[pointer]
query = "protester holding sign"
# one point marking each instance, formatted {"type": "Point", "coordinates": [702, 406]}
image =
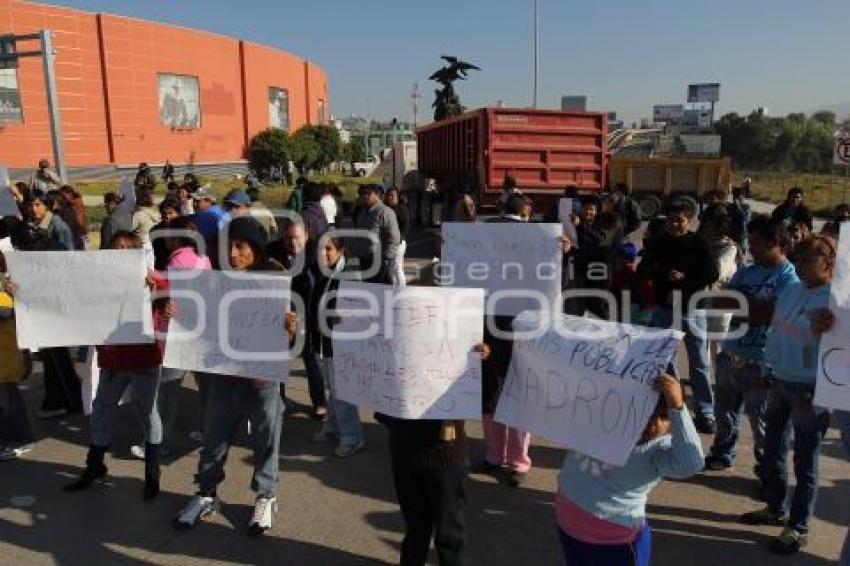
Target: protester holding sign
{"type": "Point", "coordinates": [801, 315]}
{"type": "Point", "coordinates": [506, 448]}
{"type": "Point", "coordinates": [343, 418]}
{"type": "Point", "coordinates": [680, 264]}
{"type": "Point", "coordinates": [740, 364]}
{"type": "Point", "coordinates": [123, 366]}
{"type": "Point", "coordinates": [15, 432]}
{"type": "Point", "coordinates": [232, 399]}
{"type": "Point", "coordinates": [62, 394]}
{"type": "Point", "coordinates": [601, 509]}
{"type": "Point", "coordinates": [429, 471]}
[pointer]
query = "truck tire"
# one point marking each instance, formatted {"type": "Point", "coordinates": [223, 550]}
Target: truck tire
{"type": "Point", "coordinates": [689, 203]}
{"type": "Point", "coordinates": [649, 206]}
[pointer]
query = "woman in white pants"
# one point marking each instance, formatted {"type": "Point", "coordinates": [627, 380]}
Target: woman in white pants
{"type": "Point", "coordinates": [392, 200]}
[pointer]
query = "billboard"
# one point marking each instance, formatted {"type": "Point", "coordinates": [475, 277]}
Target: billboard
{"type": "Point", "coordinates": [179, 101]}
{"type": "Point", "coordinates": [10, 97]}
{"type": "Point", "coordinates": [697, 118]}
{"type": "Point", "coordinates": [671, 113]}
{"type": "Point", "coordinates": [278, 108]}
{"type": "Point", "coordinates": [574, 103]}
{"type": "Point", "coordinates": [706, 92]}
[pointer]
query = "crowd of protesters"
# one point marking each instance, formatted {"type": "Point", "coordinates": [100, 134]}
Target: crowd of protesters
{"type": "Point", "coordinates": [777, 263]}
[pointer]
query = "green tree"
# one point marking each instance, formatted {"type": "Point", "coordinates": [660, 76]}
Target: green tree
{"type": "Point", "coordinates": [329, 143]}
{"type": "Point", "coordinates": [268, 149]}
{"type": "Point", "coordinates": [306, 151]}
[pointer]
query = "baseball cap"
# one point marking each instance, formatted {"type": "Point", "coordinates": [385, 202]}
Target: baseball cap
{"type": "Point", "coordinates": [204, 192]}
{"type": "Point", "coordinates": [237, 197]}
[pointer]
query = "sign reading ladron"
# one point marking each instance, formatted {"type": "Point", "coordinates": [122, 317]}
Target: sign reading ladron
{"type": "Point", "coordinates": [585, 384]}
{"type": "Point", "coordinates": [231, 325]}
{"type": "Point", "coordinates": [524, 259]}
{"type": "Point", "coordinates": [81, 298]}
{"type": "Point", "coordinates": [409, 353]}
{"type": "Point", "coordinates": [833, 385]}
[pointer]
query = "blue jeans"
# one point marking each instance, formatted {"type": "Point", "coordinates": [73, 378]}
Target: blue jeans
{"type": "Point", "coordinates": [343, 417]}
{"type": "Point", "coordinates": [315, 380]}
{"type": "Point", "coordinates": [637, 553]}
{"type": "Point", "coordinates": [230, 400]}
{"type": "Point", "coordinates": [167, 399]}
{"type": "Point", "coordinates": [793, 401]}
{"type": "Point", "coordinates": [699, 361]}
{"type": "Point", "coordinates": [739, 388]}
{"type": "Point", "coordinates": [14, 421]}
{"type": "Point", "coordinates": [110, 389]}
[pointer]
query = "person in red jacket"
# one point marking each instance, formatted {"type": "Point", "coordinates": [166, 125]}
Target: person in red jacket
{"type": "Point", "coordinates": [123, 366]}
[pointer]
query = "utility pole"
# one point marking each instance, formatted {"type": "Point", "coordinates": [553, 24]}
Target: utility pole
{"type": "Point", "coordinates": [536, 52]}
{"type": "Point", "coordinates": [415, 96]}
{"type": "Point", "coordinates": [9, 56]}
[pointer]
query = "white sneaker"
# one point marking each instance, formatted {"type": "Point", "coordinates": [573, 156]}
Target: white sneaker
{"type": "Point", "coordinates": [322, 437]}
{"type": "Point", "coordinates": [51, 413]}
{"type": "Point", "coordinates": [199, 508]}
{"type": "Point", "coordinates": [265, 510]}
{"type": "Point", "coordinates": [14, 452]}
{"type": "Point", "coordinates": [346, 450]}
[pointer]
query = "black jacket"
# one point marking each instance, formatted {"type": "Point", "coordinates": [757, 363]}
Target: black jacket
{"type": "Point", "coordinates": [791, 215]}
{"type": "Point", "coordinates": [320, 307]}
{"type": "Point", "coordinates": [690, 254]}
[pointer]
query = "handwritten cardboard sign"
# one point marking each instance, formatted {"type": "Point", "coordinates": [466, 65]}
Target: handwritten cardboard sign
{"type": "Point", "coordinates": [518, 257]}
{"type": "Point", "coordinates": [585, 384]}
{"type": "Point", "coordinates": [77, 298]}
{"type": "Point", "coordinates": [230, 325]}
{"type": "Point", "coordinates": [410, 355]}
{"type": "Point", "coordinates": [833, 385]}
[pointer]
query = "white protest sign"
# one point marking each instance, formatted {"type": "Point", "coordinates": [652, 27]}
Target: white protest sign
{"type": "Point", "coordinates": [8, 204]}
{"type": "Point", "coordinates": [410, 356]}
{"type": "Point", "coordinates": [833, 384]}
{"type": "Point", "coordinates": [585, 384]}
{"type": "Point", "coordinates": [565, 212]}
{"type": "Point", "coordinates": [520, 261]}
{"type": "Point", "coordinates": [230, 324]}
{"type": "Point", "coordinates": [81, 298]}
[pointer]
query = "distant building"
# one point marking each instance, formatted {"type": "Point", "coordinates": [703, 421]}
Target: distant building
{"type": "Point", "coordinates": [574, 103]}
{"type": "Point", "coordinates": [131, 90]}
{"type": "Point", "coordinates": [377, 137]}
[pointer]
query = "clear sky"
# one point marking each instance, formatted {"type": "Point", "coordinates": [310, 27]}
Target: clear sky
{"type": "Point", "coordinates": [626, 55]}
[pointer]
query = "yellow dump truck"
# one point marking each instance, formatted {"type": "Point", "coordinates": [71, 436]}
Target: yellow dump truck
--------
▸ **Task to complete**:
Quote the data above in full and without alteration; skip the pictures.

▸ **Answer below**:
[pointer]
query = "protester holding sign"
# one point marking each instance, formatted {"type": "Point", "coordinates": [702, 406]}
image =
Target: protester holding sign
{"type": "Point", "coordinates": [801, 315]}
{"type": "Point", "coordinates": [506, 448]}
{"type": "Point", "coordinates": [343, 418]}
{"type": "Point", "coordinates": [680, 264]}
{"type": "Point", "coordinates": [740, 364]}
{"type": "Point", "coordinates": [123, 366]}
{"type": "Point", "coordinates": [15, 432]}
{"type": "Point", "coordinates": [232, 399]}
{"type": "Point", "coordinates": [62, 394]}
{"type": "Point", "coordinates": [601, 509]}
{"type": "Point", "coordinates": [429, 471]}
[pointer]
query = "truck tire"
# one point marking each instance, formatted {"type": "Point", "coordinates": [223, 550]}
Target: truck tire
{"type": "Point", "coordinates": [689, 203]}
{"type": "Point", "coordinates": [649, 206]}
[pointer]
query = "woman in white pants"
# one point marking each instance, formatted {"type": "Point", "coordinates": [627, 380]}
Target: woman in white pants
{"type": "Point", "coordinates": [392, 200]}
[pointer]
query = "billboard"
# one point marking each instance, formatted {"type": "Point", "coordinates": [475, 277]}
Target: billboard
{"type": "Point", "coordinates": [179, 101]}
{"type": "Point", "coordinates": [10, 97]}
{"type": "Point", "coordinates": [697, 118]}
{"type": "Point", "coordinates": [671, 113]}
{"type": "Point", "coordinates": [278, 108]}
{"type": "Point", "coordinates": [574, 103]}
{"type": "Point", "coordinates": [706, 92]}
[pointer]
query = "crowd of protesters"
# one point marking each instance, formatted {"type": "Point", "coordinates": [100, 134]}
Target: crowd of protesters
{"type": "Point", "coordinates": [777, 263]}
[pointer]
query = "green tree"
# one point marking each instance, formatted {"type": "Point", "coordinates": [660, 76]}
Target: green tree
{"type": "Point", "coordinates": [329, 143]}
{"type": "Point", "coordinates": [268, 149]}
{"type": "Point", "coordinates": [306, 151]}
[pointer]
query = "baseball cap"
# one point marking each instance, formatted {"type": "Point", "coordinates": [385, 202]}
Target: baseball cap
{"type": "Point", "coordinates": [204, 192]}
{"type": "Point", "coordinates": [237, 197]}
[pointer]
query = "sign reading ladron"
# one point marking each instance, formatted {"type": "Point", "coordinates": [122, 317]}
Target: sign reading ladron
{"type": "Point", "coordinates": [585, 384]}
{"type": "Point", "coordinates": [231, 325]}
{"type": "Point", "coordinates": [524, 259]}
{"type": "Point", "coordinates": [81, 298]}
{"type": "Point", "coordinates": [409, 353]}
{"type": "Point", "coordinates": [833, 385]}
[pointer]
query = "blue jeans"
# one point marking each instance, formatted {"type": "Point", "coordinates": [73, 378]}
Target: blue jeans
{"type": "Point", "coordinates": [343, 417]}
{"type": "Point", "coordinates": [315, 380]}
{"type": "Point", "coordinates": [637, 553]}
{"type": "Point", "coordinates": [230, 400]}
{"type": "Point", "coordinates": [167, 399]}
{"type": "Point", "coordinates": [793, 401]}
{"type": "Point", "coordinates": [699, 361]}
{"type": "Point", "coordinates": [739, 388]}
{"type": "Point", "coordinates": [14, 421]}
{"type": "Point", "coordinates": [110, 389]}
[pointer]
query = "person in red jacket"
# one point marking each instance, formatted {"type": "Point", "coordinates": [166, 125]}
Target: person in red jacket
{"type": "Point", "coordinates": [123, 366]}
[pointer]
query = "utility pole"
# one point marking each instance, formatted {"type": "Point", "coordinates": [553, 24]}
Target: utility pole
{"type": "Point", "coordinates": [536, 52]}
{"type": "Point", "coordinates": [415, 96]}
{"type": "Point", "coordinates": [9, 56]}
[pointer]
query = "white sneaker"
# one point marking each instance, formatted {"type": "Point", "coordinates": [573, 156]}
Target: white sneaker
{"type": "Point", "coordinates": [322, 437]}
{"type": "Point", "coordinates": [51, 413]}
{"type": "Point", "coordinates": [199, 508]}
{"type": "Point", "coordinates": [265, 510]}
{"type": "Point", "coordinates": [14, 452]}
{"type": "Point", "coordinates": [346, 450]}
[pointer]
query = "black jacket"
# one point marking each instance, formatted {"type": "Point", "coordinates": [757, 363]}
Target: black jacket
{"type": "Point", "coordinates": [791, 215]}
{"type": "Point", "coordinates": [320, 307]}
{"type": "Point", "coordinates": [690, 254]}
[pointer]
query = "handwritten cardboard sign"
# one point marking each instance, formatted {"type": "Point", "coordinates": [466, 65]}
Target: handwritten cardboard sign
{"type": "Point", "coordinates": [518, 257]}
{"type": "Point", "coordinates": [585, 384]}
{"type": "Point", "coordinates": [77, 298]}
{"type": "Point", "coordinates": [230, 325]}
{"type": "Point", "coordinates": [410, 355]}
{"type": "Point", "coordinates": [833, 385]}
[pointer]
query = "white protest sign"
# one point marking each instance, formatted {"type": "Point", "coordinates": [652, 27]}
Target: white protest sign
{"type": "Point", "coordinates": [8, 204]}
{"type": "Point", "coordinates": [410, 356]}
{"type": "Point", "coordinates": [833, 384]}
{"type": "Point", "coordinates": [585, 384]}
{"type": "Point", "coordinates": [565, 212]}
{"type": "Point", "coordinates": [520, 261]}
{"type": "Point", "coordinates": [230, 324]}
{"type": "Point", "coordinates": [81, 298]}
[pointer]
query = "distant building"
# one point marking each instance, formatted {"type": "Point", "coordinates": [703, 421]}
Target: distant building
{"type": "Point", "coordinates": [574, 103]}
{"type": "Point", "coordinates": [131, 90]}
{"type": "Point", "coordinates": [377, 137]}
[pointer]
query = "clear sky"
# one point marking each instance, formatted {"type": "Point", "coordinates": [310, 27]}
Target: clear sky
{"type": "Point", "coordinates": [626, 55]}
[pointer]
query = "yellow dump truck"
# one point marking each instance, formatted {"type": "Point", "coordinates": [71, 436]}
Target: yellow dump truck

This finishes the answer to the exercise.